BRIEF:
Copy the listing below, substituting "point" for "keypoint" wherever it occurs and changing nothing else.

[Stored data]
----------------------------------------

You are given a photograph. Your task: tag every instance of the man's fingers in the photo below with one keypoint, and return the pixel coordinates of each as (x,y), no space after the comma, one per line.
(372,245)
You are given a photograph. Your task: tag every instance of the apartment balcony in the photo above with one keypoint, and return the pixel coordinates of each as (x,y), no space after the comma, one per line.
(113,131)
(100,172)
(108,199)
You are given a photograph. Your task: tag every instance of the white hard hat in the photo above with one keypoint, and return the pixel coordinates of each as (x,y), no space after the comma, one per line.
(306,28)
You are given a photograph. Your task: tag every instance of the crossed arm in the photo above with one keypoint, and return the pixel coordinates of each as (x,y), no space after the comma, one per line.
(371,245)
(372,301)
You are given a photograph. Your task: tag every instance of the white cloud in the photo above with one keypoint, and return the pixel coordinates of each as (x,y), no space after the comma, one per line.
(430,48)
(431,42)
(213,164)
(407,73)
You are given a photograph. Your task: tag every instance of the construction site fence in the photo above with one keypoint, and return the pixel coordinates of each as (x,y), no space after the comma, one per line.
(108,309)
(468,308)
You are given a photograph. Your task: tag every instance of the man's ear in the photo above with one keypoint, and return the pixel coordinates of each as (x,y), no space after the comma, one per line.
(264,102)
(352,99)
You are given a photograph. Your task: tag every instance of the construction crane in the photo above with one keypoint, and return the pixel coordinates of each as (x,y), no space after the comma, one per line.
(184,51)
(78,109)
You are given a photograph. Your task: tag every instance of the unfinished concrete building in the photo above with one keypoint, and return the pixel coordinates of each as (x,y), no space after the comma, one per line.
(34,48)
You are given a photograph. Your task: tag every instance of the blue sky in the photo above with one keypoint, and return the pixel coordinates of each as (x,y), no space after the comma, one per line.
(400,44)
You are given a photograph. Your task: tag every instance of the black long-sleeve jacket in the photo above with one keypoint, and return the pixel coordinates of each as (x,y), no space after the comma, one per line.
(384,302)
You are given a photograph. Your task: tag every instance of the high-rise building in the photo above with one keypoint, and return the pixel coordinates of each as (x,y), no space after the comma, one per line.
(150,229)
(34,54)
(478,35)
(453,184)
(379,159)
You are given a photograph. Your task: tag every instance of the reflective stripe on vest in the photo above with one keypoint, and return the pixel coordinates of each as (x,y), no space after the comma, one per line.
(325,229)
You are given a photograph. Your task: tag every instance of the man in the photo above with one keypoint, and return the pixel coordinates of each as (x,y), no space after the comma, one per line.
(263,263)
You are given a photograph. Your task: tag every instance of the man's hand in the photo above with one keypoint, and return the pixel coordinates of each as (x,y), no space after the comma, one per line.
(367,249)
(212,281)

----------------------------------------

CORRECT RESPONSE:
You are given a photograph. Your task: tag every instance of the man's fingers in the photo below with one point, and return the pixel coordinates of each as (x,y), no space after the comma, one per line.
(372,245)
You are given a photograph. Your task: tag every instance of the apartment balcony in the photo above with one point, and return the pixel coordinates of each as (x,y), no space after the comma, one per line.
(113,131)
(100,172)
(108,199)
You are given a photograph. Your task: tag every instance of the white hard hat in the photo above with one point, and return the pixel coordinates of each as (x,y), no space after the comma, one per line.
(306,28)
You are given a photograph. Your task: tag every instance of the crossed arm in the photo above with one point, and return the pixel coordinates of each as (x,y), no space after the comma, one per line.
(371,245)
(372,301)
You are given a photograph. Your task: tag every instance of the white cloud in the photo above with one point, and return the pixel coordinates of each as (x,y), no space after the comma, one per line.
(430,48)
(431,42)
(213,164)
(407,73)
You are given a photograph. Your task: tag every instance of the construction site fence in the photo above with one point, and return the pixel coordinates of each as (x,y), no space after the comma, one per line.
(108,309)
(468,308)
You are given a photograph. Your task: tag every instance of the man's ear in the photo above with one point, and return the pixel coordinates of each as (x,y), no space after the comma, one per line.
(264,102)
(352,99)
You are given a photograph. Your task: tag every instance of the construction crane in the photo above with one point, and return the pixel coordinates of each as (x,y), no space after the comma, one per line.
(184,51)
(78,109)
You are given a photograph. Your task: tag every instance of the unfinished concrete building in the photo above with one point, and return the pixel coordinates of each as (x,y), no space after the comma, one per line.
(34,48)
You are given a photograph. Your task: tag every instance of the blue sky in the photo above with one point, and return the pixel coordinates of each as (x,y), no space after the comma, one per line.
(400,44)
You are given a photograph. Your task: tag every instance of the black long-sleeve jacket in the photo above with one point, and return the pixel coordinates of each as (x,y), no space after the comma, one per line.
(384,302)
You are given a photograph. Your task: tag every instance of the high-rise building in the photo above with one point, and return the pixel coordinates of each as (x,y), no space after the comma, one per line.
(150,229)
(34,54)
(478,35)
(453,184)
(379,159)
You are given a photograph. Your task: tag every instance of the reflective stripe on vest in the photo above with one point, and return the pixel coordinates of each as (x,y), no space after the comma, one per line.
(325,229)
You are given a photograph. Your task: tag every instance of the man in the photo above with one point, and return the pixel coordinates of each as (x,y), no space after the comma, one per line.
(263,263)
You are given a photograph. Your task: tag every instance of the man's hand in the photo above with one point, and return the pixel coordinates of each as (x,y), no space after the comma, one per line.
(367,249)
(212,281)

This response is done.